Problem details:
Every entry must be copied word for word.

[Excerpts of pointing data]
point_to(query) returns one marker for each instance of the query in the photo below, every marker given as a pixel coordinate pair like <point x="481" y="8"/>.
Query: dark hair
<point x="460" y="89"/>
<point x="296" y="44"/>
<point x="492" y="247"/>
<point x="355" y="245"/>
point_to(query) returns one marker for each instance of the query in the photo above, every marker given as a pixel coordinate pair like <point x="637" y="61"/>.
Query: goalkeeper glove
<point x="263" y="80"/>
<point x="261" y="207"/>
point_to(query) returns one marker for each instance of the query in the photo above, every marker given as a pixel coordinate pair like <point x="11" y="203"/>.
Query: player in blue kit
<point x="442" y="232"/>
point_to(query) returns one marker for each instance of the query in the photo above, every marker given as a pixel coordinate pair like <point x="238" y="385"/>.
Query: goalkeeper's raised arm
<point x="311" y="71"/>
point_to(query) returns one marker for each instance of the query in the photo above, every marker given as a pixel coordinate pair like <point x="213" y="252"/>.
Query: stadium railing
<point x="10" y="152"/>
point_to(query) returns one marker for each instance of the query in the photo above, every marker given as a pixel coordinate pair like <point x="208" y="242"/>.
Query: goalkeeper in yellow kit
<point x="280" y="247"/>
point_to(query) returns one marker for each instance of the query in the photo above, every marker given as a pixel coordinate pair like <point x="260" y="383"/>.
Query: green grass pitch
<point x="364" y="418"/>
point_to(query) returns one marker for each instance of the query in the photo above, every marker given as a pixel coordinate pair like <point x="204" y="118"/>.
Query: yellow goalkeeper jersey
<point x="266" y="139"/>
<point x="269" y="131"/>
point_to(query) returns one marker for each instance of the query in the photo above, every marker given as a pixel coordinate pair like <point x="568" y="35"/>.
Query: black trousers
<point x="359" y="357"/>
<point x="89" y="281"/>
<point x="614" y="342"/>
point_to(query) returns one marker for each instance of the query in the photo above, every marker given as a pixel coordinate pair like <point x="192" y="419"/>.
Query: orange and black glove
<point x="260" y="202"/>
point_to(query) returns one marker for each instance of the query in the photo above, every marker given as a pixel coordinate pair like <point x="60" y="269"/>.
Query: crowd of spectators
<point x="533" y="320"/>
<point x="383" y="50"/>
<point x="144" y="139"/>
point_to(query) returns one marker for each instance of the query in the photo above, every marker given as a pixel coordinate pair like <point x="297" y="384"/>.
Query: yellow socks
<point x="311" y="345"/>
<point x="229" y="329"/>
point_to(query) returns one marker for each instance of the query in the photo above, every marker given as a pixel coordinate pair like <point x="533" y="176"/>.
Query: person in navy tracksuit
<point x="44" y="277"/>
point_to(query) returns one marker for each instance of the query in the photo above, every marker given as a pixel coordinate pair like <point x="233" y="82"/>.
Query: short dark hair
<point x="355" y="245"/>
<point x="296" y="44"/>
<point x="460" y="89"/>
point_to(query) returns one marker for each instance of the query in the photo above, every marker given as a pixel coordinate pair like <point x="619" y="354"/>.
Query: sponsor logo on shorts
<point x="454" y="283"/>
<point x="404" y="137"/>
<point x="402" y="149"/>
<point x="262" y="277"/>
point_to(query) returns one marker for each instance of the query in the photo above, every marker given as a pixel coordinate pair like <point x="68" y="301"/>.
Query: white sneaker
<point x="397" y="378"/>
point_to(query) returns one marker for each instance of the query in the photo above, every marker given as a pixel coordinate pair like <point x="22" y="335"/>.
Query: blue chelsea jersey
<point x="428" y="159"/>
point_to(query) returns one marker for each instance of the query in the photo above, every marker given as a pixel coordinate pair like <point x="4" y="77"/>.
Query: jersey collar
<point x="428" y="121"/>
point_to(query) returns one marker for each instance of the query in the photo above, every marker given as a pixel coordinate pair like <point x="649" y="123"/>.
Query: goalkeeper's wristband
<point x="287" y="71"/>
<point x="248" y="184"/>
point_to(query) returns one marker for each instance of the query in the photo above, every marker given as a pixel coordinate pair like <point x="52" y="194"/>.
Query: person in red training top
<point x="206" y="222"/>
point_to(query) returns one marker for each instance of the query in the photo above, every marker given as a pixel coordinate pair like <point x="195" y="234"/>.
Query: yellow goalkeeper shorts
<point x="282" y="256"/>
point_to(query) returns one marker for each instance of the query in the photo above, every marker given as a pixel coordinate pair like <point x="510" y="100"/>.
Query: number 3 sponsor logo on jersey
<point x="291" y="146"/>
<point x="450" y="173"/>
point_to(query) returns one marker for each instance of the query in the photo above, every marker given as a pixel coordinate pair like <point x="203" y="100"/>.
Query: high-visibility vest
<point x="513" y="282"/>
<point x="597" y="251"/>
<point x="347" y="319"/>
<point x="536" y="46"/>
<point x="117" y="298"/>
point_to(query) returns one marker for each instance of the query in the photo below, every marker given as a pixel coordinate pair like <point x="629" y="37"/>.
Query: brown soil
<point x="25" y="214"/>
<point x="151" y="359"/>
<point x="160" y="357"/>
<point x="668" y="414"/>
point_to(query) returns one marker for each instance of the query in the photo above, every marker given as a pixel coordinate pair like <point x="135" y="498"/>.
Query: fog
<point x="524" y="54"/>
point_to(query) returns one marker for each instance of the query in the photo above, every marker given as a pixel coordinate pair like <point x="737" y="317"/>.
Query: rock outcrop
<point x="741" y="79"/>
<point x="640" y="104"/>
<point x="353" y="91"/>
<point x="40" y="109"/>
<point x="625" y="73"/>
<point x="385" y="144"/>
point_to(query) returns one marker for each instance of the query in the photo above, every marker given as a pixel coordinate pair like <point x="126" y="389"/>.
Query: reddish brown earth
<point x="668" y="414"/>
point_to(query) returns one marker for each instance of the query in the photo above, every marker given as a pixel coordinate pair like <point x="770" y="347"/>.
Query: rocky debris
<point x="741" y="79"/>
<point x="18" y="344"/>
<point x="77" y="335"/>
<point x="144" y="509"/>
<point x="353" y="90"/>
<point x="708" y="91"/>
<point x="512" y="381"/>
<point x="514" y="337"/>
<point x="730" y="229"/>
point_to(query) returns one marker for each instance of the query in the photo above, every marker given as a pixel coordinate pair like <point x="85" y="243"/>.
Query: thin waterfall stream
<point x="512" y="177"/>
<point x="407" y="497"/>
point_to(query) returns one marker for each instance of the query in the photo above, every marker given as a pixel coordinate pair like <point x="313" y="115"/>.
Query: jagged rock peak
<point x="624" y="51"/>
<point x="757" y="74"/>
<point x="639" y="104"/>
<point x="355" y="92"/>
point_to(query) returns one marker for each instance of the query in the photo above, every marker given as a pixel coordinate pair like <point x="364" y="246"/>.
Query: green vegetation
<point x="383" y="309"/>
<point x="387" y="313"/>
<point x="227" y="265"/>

Worked answer:
point_to(query) returns one marker for each instance of the query in the photo below, every marker given as a pixel coordinate pair like <point x="481" y="8"/>.
Query: dark hair
<point x="460" y="89"/>
<point x="296" y="44"/>
<point x="492" y="247"/>
<point x="355" y="245"/>
point_to(query) returns one marker for each instance of the query in the photo above, every marker given as a pixel coordinate pair like <point x="637" y="61"/>.
Query: goalkeeper glove
<point x="263" y="80"/>
<point x="261" y="207"/>
point_to(query) returns one marker for each instance of the query in the photo above, every marker given as a pixel coordinate pair like <point x="11" y="203"/>.
Query: player in blue kit
<point x="442" y="232"/>
point_to(query) returns one marker for each instance of the query in the photo above, every marker given as a pixel coordinate pair like <point x="238" y="385"/>.
Query: goalkeeper's raised arm
<point x="311" y="71"/>
point_to(query) returns one marker for each instance of the query in the photo above, every marker given as a pixel coordinate pair like <point x="213" y="252"/>.
Query: stadium railing
<point x="10" y="152"/>
point_to(query) returns one marker for each instance of the query in the photo above, every marker given as a pixel coordinate pair like <point x="208" y="242"/>.
Query: goalkeeper in yellow kit
<point x="280" y="247"/>
point_to(query) returns one marker for each instance of the query in the photo above, every marker given as a pixel coordinate pair like <point x="260" y="383"/>.
Query: green grass pitch
<point x="364" y="418"/>
point_to(query) returns one marker for each instance of the query in the photo above, every marker given as a pixel coordinate pair like <point x="204" y="118"/>.
Query: yellow goalkeeper jersey
<point x="266" y="139"/>
<point x="269" y="131"/>
point_to(query) returns one marker for each instance of the query in the photo above, every marker given as a pixel coordinate pair like <point x="568" y="35"/>.
Query: black trousers
<point x="359" y="357"/>
<point x="89" y="281"/>
<point x="614" y="342"/>
point_to(query) returns one marker for each instance of the query in the photo above, every marker given as a pixel coordinate pair like <point x="192" y="419"/>.
Query: orange and black glove
<point x="260" y="202"/>
point_to(query) returns one marker for each instance of the query in the photo above, every marker given as a pixel coordinate pair like <point x="60" y="269"/>.
Query: crowd of spectators
<point x="533" y="320"/>
<point x="383" y="50"/>
<point x="144" y="139"/>
point_to(query) returns one marker for each instance of the query in the photo above, every marker given as a pixel coordinate pair like <point x="297" y="384"/>.
Query: yellow socks
<point x="311" y="345"/>
<point x="229" y="329"/>
point_to(query) returns one marker for each instance of the query in the photo above, every marker given as a pixel coordinate pair like <point x="533" y="176"/>.
Query: person in navy tracksuit
<point x="44" y="277"/>
point_to(query) returns one marker for each instance of the query in the photo above, every marker given as a pixel coordinate pair like <point x="233" y="82"/>.
Query: short dark hair
<point x="355" y="245"/>
<point x="296" y="44"/>
<point x="460" y="89"/>
point_to(query) returns one marker for each instance of the query in the photo above, every marker given as a pixel coordinate pair like <point x="619" y="354"/>.
Query: sponsor logo on shorts
<point x="454" y="283"/>
<point x="404" y="137"/>
<point x="402" y="149"/>
<point x="262" y="277"/>
point_to(query) returns one marker for each instance of the query in the photo above, every marker given as a pixel coordinate pair like <point x="68" y="301"/>.
Query: white sneaker
<point x="397" y="378"/>
point_to(query) returns one marker for each instance of the query in the photo above, every marker given as a pixel coordinate pair like <point x="22" y="335"/>.
Query: blue chelsea jersey
<point x="428" y="159"/>
point_to(query) returns one marker for each instance of the query in the photo above, every marker given as a pixel coordinate pair like <point x="4" y="77"/>.
Query: jersey collar
<point x="428" y="121"/>
point_to(query) returns one marker for each instance of the query in the photo above, every marker given as a pixel coordinate pair like <point x="649" y="123"/>.
Query: goalkeeper's wristband
<point x="287" y="71"/>
<point x="248" y="184"/>
point_to(query) returns one marker for each instance of the query in the photo above, every marker given as a pixel coordinate pair like <point x="52" y="194"/>.
Query: person in red training top
<point x="206" y="222"/>
point_to(query) returns one marker for each instance of the query in the photo above, every marker given as a pixel coordinate pair like <point x="195" y="234"/>.
Query: yellow goalkeeper shorts
<point x="282" y="256"/>
point_to(query) returns one marker for each instance of the query in the photo above, every marker given as a pixel coordinate pair like <point x="510" y="100"/>.
Query: number 3 sponsor logo on jersey
<point x="291" y="146"/>
<point x="450" y="173"/>
point_to(query) returns one marker for each instance of the query in the photo above, every marker given as a pixel coordinate pair like <point x="203" y="100"/>.
Query: high-visibility vest
<point x="513" y="282"/>
<point x="597" y="251"/>
<point x="347" y="319"/>
<point x="536" y="46"/>
<point x="117" y="298"/>
point_to(query) returns one marker for each instance of the query in the photo below, every marker given as a pixel coordinate pair like <point x="629" y="37"/>.
Query: brown soil
<point x="25" y="214"/>
<point x="151" y="359"/>
<point x="160" y="357"/>
<point x="668" y="414"/>
point_to(query) returns one marker for each instance of the query in the photo above, every marker given as a pixel coordinate pair like <point x="135" y="498"/>.
Query: fog
<point x="524" y="54"/>
point_to(query) returns one marker for each instance of the query in the photo above, every marker given as a pixel coordinate pair like <point x="737" y="317"/>.
Query: rock outcrop
<point x="741" y="79"/>
<point x="640" y="104"/>
<point x="353" y="91"/>
<point x="40" y="109"/>
<point x="625" y="73"/>
<point x="385" y="144"/>
point_to(query) returns one marker for each instance of the query in the photo above, every marker given as a pixel coordinate pair like <point x="126" y="389"/>.
Query: reddish brown earth
<point x="668" y="414"/>
point_to(query) returns one marker for each instance of the query in the photo above, every marker given as a pixel coordinate pair like <point x="770" y="347"/>.
Query: rocky debris
<point x="741" y="79"/>
<point x="18" y="344"/>
<point x="77" y="335"/>
<point x="144" y="509"/>
<point x="353" y="90"/>
<point x="708" y="91"/>
<point x="512" y="381"/>
<point x="514" y="337"/>
<point x="730" y="229"/>
point_to(query) returns one marker for each instance of the query in the photo above, every marker given as a pixel coordinate pair like <point x="85" y="243"/>.
Query: thin waterfall stream
<point x="512" y="177"/>
<point x="407" y="497"/>
point_to(query) returns one marker for each instance of the query in the photo above, every marker given as a pixel coordinate pair like <point x="313" y="115"/>.
Query: jagged rock peak
<point x="624" y="51"/>
<point x="757" y="74"/>
<point x="639" y="104"/>
<point x="355" y="92"/>
point_to(query) returns one marker for each instance of the query in the photo above, every marker given as a pixel coordinate pair like <point x="364" y="246"/>.
Query: green vegetation
<point x="383" y="309"/>
<point x="387" y="313"/>
<point x="227" y="265"/>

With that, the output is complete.